- Data entries -

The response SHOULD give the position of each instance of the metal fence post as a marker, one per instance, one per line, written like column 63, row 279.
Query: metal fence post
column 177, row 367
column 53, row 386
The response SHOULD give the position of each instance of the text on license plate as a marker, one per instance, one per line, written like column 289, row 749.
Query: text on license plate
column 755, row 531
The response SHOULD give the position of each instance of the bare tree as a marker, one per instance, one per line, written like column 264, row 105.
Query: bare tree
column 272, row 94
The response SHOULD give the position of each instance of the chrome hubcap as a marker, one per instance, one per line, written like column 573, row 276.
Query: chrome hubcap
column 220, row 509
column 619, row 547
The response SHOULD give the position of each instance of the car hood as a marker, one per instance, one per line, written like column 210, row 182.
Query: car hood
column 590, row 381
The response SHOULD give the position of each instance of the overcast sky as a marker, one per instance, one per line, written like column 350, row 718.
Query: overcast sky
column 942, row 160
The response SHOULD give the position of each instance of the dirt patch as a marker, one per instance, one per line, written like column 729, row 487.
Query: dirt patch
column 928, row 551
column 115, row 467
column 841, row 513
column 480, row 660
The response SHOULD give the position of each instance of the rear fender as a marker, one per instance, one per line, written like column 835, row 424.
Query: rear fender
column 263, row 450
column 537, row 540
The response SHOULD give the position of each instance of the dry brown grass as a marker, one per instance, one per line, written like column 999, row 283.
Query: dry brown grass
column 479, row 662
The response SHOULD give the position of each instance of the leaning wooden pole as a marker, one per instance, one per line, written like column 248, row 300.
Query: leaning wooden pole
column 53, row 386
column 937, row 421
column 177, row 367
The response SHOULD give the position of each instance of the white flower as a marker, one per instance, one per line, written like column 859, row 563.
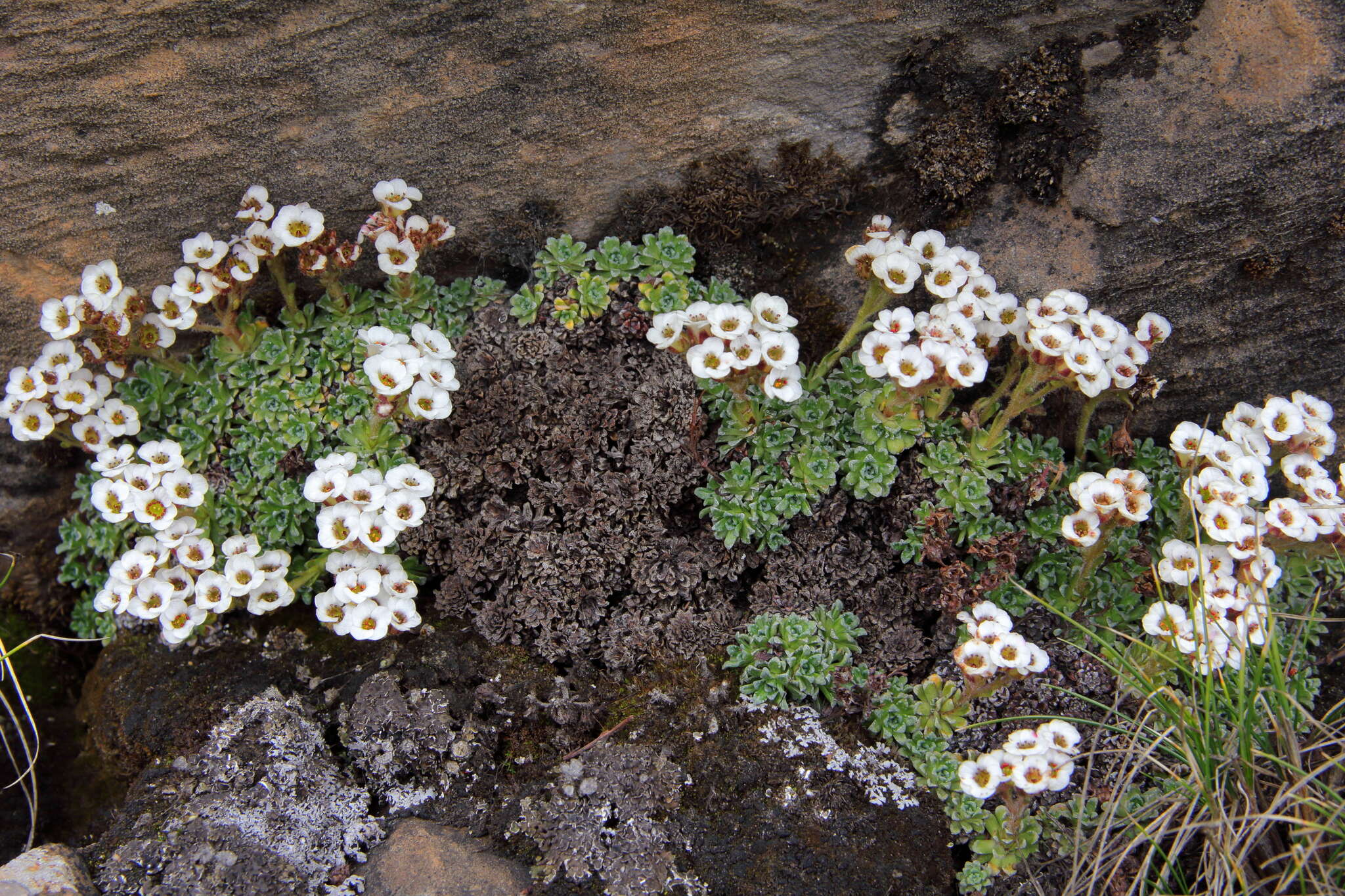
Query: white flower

- What is expected -
Turn all of the data above into a JSON list of strings, with one string for each line and no blank lines. Leave the pictures out.

- Exercise result -
[
  "The response SHOULD give the position of each instance of the metal fence post as a marker, one per instance, one per line, written like column 63, row 279.",
  "Query: metal fence post",
  "column 177, row 367",
  "column 53, row 386",
  "The response SHOULD give the position of each instance of the text on license plate as a marker, one per instance, one per line, written like column 289, row 749.",
  "Query: text on license plate",
  "column 755, row 531",
  "The response SHOULD give the position of each instance of the bare tree as a marker, one per instance, one per line, written like column 264, row 105.",
  "Query: bare tree",
  "column 272, row 94",
  "The response SHOULD give the position of each instance of the chrome hubcap as a marker, one per instance, one per line, written like column 573, row 276.",
  "Query: chrome hubcap",
  "column 220, row 509",
  "column 619, row 547",
  "The response SHOULD give the position of each instance of the car hood as a marker, one per instance, one per line, written like column 210, row 182.",
  "Query: car hood",
  "column 590, row 381",
  "The response SHOULD give the position of each instance of the overcast sky as a marker, one per instance, one per line, written like column 350, row 718.",
  "Query: overcast sky",
  "column 942, row 160",
  "The response SHOULD give the position of each instance of the dirt patch as a marker, one per instance, one per line, written like column 729, row 487.",
  "Query: dirt patch",
  "column 928, row 551",
  "column 115, row 467",
  "column 841, row 513",
  "column 480, row 660",
  "The response SHOULD give the position of each instance of the rear fender as a marker, one per instance, one per line, written like column 835, row 424.",
  "Query: rear fender",
  "column 263, row 450",
  "column 537, row 540",
  "The response SHOULD give the position of each instance of the dry brown grass as a marker, one per instance, one per line, written like column 999, row 283.",
  "Query: dry brown grass",
  "column 479, row 662",
  "The response SHOULD give the position of each instance of the leaning wooden pole as a marker, one per instance, one per line, written like column 248, row 300.",
  "Query: leaning wooden pole",
  "column 53, row 386",
  "column 937, row 421",
  "column 177, row 367",
  "The response SHOULD give the position of each instance of the white flower as a marker, one per instance, one per line, written like column 859, row 563.",
  "Query: white flower"
]